DATA RECORDS -

'''

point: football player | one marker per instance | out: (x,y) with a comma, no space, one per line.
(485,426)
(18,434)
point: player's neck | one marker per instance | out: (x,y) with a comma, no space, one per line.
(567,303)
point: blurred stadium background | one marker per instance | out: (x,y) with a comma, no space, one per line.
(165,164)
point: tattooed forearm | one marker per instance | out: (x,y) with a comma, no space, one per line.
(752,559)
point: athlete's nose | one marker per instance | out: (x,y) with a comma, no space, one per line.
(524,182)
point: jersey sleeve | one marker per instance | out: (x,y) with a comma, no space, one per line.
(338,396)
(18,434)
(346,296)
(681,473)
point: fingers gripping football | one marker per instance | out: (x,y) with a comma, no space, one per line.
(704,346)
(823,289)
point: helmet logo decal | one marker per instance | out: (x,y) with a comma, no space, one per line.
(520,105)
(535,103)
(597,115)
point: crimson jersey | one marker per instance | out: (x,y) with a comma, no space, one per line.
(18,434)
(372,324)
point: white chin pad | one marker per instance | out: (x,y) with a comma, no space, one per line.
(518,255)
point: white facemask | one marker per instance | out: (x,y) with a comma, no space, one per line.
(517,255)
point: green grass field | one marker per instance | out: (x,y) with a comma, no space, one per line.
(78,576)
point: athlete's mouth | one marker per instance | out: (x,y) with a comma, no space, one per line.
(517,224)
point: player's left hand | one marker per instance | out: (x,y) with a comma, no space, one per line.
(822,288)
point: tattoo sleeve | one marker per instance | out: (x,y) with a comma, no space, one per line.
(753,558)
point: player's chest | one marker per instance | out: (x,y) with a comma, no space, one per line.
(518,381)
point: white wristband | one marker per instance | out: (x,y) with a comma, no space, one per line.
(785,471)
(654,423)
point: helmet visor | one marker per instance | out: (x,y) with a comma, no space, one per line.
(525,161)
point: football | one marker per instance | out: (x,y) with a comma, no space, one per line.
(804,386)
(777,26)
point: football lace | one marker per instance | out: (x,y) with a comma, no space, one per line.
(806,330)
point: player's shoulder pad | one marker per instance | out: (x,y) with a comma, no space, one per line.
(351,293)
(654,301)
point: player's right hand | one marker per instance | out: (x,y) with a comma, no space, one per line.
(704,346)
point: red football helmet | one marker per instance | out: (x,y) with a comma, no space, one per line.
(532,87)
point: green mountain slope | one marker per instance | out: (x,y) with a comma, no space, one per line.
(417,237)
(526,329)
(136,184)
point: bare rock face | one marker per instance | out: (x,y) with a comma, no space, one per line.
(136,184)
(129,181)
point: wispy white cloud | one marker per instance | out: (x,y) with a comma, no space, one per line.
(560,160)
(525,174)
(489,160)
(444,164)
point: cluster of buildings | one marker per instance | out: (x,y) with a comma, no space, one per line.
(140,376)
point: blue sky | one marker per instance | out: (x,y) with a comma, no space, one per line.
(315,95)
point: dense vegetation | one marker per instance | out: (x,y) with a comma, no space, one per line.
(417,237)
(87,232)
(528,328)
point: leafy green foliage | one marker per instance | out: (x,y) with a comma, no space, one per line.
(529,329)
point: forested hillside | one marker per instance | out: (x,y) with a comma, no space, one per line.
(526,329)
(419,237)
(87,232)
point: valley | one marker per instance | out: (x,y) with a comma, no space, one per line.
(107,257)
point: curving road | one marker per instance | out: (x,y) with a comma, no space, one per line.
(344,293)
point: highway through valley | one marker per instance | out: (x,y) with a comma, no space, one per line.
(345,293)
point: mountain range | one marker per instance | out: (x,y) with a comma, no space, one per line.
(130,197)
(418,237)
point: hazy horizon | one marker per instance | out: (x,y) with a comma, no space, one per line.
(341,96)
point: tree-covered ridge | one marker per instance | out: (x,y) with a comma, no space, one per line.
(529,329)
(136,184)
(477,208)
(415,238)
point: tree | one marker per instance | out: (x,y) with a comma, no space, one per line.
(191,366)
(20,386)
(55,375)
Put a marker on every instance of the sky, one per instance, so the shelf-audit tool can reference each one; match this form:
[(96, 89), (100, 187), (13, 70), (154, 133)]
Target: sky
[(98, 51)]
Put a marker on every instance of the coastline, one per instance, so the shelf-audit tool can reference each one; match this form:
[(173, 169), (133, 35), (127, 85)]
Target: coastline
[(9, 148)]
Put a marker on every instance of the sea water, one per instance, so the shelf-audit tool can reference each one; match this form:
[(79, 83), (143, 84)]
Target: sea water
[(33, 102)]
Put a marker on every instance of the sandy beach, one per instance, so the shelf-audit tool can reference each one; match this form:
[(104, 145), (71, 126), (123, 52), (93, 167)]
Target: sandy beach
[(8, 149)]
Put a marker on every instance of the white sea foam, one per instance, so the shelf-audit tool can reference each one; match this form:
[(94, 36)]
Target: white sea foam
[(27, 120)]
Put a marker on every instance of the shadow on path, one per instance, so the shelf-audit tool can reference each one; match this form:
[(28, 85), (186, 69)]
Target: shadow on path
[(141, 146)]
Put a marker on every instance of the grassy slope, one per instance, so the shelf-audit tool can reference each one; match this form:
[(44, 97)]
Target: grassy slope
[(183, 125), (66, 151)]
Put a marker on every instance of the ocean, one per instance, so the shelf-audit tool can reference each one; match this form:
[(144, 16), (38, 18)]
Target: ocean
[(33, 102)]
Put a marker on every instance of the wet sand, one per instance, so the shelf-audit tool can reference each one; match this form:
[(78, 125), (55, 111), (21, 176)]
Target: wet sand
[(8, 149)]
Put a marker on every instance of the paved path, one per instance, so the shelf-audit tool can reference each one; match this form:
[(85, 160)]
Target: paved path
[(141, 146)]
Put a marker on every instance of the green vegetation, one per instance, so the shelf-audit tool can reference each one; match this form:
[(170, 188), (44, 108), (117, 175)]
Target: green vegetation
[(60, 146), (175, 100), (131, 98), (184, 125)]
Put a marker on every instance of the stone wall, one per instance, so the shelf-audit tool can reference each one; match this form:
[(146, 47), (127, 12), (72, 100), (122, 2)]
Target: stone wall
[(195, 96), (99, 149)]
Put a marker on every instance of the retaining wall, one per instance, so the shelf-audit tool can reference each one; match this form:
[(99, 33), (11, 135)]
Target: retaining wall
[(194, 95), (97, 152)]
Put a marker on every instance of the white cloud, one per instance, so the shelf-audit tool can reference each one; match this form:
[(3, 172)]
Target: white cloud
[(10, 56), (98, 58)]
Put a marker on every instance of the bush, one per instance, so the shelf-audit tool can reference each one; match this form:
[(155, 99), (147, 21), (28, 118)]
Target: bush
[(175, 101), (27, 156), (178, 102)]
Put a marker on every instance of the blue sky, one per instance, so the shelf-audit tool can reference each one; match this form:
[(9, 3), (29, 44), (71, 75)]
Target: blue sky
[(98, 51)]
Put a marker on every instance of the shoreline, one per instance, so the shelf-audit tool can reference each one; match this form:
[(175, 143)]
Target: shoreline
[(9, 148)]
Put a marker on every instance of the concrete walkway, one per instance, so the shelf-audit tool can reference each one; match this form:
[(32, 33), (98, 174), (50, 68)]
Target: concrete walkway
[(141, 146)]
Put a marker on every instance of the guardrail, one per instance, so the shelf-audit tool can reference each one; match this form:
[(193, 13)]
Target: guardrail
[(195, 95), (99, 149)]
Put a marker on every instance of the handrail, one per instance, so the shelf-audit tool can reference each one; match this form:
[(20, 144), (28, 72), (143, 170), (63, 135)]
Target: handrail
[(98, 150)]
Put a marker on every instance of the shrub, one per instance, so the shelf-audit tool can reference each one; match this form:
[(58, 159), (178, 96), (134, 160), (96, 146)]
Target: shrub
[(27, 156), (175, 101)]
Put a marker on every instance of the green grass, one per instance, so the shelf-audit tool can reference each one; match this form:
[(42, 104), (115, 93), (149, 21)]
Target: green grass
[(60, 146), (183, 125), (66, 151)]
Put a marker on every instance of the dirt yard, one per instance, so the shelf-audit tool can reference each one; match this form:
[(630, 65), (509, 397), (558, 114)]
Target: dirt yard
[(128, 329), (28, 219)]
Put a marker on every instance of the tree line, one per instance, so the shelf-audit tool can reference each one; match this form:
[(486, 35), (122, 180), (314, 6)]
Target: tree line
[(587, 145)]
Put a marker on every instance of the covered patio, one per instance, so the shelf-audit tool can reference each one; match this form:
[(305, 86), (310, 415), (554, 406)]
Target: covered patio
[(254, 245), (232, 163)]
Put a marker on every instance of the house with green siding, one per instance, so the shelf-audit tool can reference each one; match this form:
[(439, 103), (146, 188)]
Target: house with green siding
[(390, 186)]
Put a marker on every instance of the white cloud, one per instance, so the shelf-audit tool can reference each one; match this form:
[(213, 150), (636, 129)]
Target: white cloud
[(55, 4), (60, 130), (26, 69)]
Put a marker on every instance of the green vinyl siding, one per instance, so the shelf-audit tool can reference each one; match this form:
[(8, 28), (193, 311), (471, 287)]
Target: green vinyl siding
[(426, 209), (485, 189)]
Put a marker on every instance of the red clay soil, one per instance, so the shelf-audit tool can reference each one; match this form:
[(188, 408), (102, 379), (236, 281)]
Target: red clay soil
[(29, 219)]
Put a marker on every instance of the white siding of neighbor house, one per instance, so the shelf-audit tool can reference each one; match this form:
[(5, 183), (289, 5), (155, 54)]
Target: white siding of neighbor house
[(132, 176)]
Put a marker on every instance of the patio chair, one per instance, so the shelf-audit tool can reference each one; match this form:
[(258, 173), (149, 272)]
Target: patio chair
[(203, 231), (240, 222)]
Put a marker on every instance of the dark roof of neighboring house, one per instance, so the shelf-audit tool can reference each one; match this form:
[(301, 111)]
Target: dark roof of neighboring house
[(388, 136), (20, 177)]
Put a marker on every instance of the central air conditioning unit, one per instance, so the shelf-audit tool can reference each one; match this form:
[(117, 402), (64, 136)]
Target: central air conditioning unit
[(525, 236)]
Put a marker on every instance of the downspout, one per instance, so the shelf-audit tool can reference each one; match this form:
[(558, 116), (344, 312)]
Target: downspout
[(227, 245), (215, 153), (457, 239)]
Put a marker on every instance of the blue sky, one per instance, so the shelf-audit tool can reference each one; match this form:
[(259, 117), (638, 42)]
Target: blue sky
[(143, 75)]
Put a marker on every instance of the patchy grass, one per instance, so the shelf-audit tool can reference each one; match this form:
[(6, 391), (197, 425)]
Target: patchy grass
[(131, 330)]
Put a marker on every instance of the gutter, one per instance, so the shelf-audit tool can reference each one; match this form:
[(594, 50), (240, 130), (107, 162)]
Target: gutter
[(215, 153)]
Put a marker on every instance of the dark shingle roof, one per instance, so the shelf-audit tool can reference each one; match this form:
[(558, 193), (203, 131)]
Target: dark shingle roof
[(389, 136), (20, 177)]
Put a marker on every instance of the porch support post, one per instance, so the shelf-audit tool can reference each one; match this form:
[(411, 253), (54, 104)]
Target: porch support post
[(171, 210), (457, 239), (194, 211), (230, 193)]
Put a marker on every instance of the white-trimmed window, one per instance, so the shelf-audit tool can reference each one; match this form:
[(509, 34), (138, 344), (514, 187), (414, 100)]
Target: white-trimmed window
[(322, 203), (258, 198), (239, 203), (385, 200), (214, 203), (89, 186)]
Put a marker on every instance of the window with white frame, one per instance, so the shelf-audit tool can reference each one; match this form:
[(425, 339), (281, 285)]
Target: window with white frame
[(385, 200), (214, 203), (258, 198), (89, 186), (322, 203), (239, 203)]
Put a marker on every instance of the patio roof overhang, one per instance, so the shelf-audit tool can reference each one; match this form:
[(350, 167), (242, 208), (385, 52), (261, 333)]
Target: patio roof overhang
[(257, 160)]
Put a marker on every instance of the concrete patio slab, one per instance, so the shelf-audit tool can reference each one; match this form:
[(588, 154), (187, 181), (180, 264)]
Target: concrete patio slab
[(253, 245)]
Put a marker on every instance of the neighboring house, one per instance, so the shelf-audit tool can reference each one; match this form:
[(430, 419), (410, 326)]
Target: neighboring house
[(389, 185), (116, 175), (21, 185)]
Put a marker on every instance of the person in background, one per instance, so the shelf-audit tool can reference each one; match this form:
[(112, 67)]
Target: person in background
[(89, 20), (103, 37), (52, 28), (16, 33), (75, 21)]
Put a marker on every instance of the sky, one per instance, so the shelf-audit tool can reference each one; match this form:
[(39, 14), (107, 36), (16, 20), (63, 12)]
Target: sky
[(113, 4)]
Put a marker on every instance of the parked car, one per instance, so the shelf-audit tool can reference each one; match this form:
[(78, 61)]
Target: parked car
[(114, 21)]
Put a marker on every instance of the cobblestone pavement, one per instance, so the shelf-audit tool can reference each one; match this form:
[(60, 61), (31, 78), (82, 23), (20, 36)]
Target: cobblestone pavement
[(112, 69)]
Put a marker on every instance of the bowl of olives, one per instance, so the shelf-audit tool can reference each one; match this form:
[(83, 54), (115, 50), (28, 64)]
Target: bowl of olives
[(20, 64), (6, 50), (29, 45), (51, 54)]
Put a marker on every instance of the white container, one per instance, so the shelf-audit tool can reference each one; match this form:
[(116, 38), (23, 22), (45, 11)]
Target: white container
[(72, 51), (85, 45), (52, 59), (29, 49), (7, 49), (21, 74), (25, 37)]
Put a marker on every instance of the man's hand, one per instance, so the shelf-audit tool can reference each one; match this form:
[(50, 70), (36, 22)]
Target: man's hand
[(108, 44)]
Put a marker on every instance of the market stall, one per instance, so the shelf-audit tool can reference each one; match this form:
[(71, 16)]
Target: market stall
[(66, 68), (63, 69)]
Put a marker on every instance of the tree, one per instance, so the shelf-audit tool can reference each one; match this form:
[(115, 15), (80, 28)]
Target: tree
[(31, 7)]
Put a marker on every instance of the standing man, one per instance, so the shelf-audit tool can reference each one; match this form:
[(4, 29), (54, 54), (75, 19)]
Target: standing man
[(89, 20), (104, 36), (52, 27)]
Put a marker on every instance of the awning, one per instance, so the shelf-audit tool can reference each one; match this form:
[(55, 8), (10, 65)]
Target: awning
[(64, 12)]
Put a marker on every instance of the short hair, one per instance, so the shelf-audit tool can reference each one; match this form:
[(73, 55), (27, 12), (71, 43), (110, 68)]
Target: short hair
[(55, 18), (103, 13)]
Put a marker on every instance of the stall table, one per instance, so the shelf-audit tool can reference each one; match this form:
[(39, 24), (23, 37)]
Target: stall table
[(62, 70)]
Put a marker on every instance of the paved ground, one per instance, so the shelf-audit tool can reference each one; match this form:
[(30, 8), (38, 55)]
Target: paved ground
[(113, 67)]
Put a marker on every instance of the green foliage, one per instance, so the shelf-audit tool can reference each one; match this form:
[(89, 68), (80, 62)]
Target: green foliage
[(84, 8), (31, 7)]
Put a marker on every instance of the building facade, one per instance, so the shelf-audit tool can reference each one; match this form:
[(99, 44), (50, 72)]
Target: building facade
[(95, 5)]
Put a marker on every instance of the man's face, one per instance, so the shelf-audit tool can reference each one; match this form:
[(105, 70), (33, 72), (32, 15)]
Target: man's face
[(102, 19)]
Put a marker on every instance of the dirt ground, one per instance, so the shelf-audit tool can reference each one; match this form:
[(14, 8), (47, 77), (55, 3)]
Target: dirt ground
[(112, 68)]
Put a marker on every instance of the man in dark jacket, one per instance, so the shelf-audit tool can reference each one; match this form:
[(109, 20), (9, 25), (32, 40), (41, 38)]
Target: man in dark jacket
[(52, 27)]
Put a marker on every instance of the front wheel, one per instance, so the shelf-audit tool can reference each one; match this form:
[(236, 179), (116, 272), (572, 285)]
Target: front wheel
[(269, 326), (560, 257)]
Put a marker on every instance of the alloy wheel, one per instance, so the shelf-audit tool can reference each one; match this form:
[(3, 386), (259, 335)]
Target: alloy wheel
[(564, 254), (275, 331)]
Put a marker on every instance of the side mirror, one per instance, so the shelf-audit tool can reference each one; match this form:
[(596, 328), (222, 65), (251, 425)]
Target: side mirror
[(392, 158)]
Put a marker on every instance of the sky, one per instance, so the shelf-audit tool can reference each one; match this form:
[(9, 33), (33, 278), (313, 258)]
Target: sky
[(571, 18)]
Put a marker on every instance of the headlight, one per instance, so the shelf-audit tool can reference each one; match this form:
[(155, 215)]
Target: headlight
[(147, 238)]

'''

Find "Target: stone wall" in the entries above and copy that whole line exactly, then each line after it through the line that contains "Put a marker on every instance of the shrub, one".

EXERCISE ANSWER -
Target: stone wall
[(195, 96), (99, 149)]
Put a marker on every instance of the retaining wall, one per instance, so the shelf-audit tool can reference each one; match this form:
[(99, 33), (11, 135)]
Target: retaining wall
[(194, 95), (97, 152)]
Put a marker on every instance of the white cloud, one per instance, so the shelf-audit tool can reference each one; match this form:
[(3, 172)]
Target: white cloud
[(10, 56), (98, 58)]
Put a marker on every instance of the bush, one per instance, so the shelf-audit tool can reference each one; match this form:
[(155, 99), (147, 21), (28, 118)]
Target: bush
[(175, 101), (27, 156), (178, 102)]
Put a marker on every instance of the blue sky, one per instance, so the shelf-audit tool can reference each one; match this form:
[(9, 3), (29, 44), (71, 75)]
Target: blue sky
[(98, 51)]
Put a marker on every instance of the shoreline, one per instance, so the shelf-audit tool can reference each one; match this form:
[(175, 143)]
Target: shoreline
[(9, 148)]
Put a marker on every instance of the concrete walkway, one per instance, so the shelf-audit tool can reference each one; match this form:
[(32, 33), (98, 174), (50, 68)]
Target: concrete walkway
[(141, 146)]
Put a marker on every instance of the guardrail, one per instance, so the shelf-audit tool can reference each one; match this form:
[(193, 13)]
Target: guardrail
[(195, 95), (99, 149)]
Put a marker on every instance of the handrail, one per instance, so the shelf-audit tool can reference each one; match this form:
[(20, 144), (28, 72), (143, 170), (63, 135)]
Target: handrail
[(98, 150)]
Put a marker on every instance of the shrub, one per instance, so the shelf-audit tool can reference each one; match this form:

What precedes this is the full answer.